- [TASK BRIEF]: Write out, word for word, the line that contains "For this drill the class indicates the pendant" and each line after it down to the last line of the data below. Include nothing more.

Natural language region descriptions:
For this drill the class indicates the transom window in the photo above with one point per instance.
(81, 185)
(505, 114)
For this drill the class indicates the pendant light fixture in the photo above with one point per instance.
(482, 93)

- [RESULT BELOW]:
For this drill the class indicates the pendant light fixture in the photo above with one point per instance.
(482, 93)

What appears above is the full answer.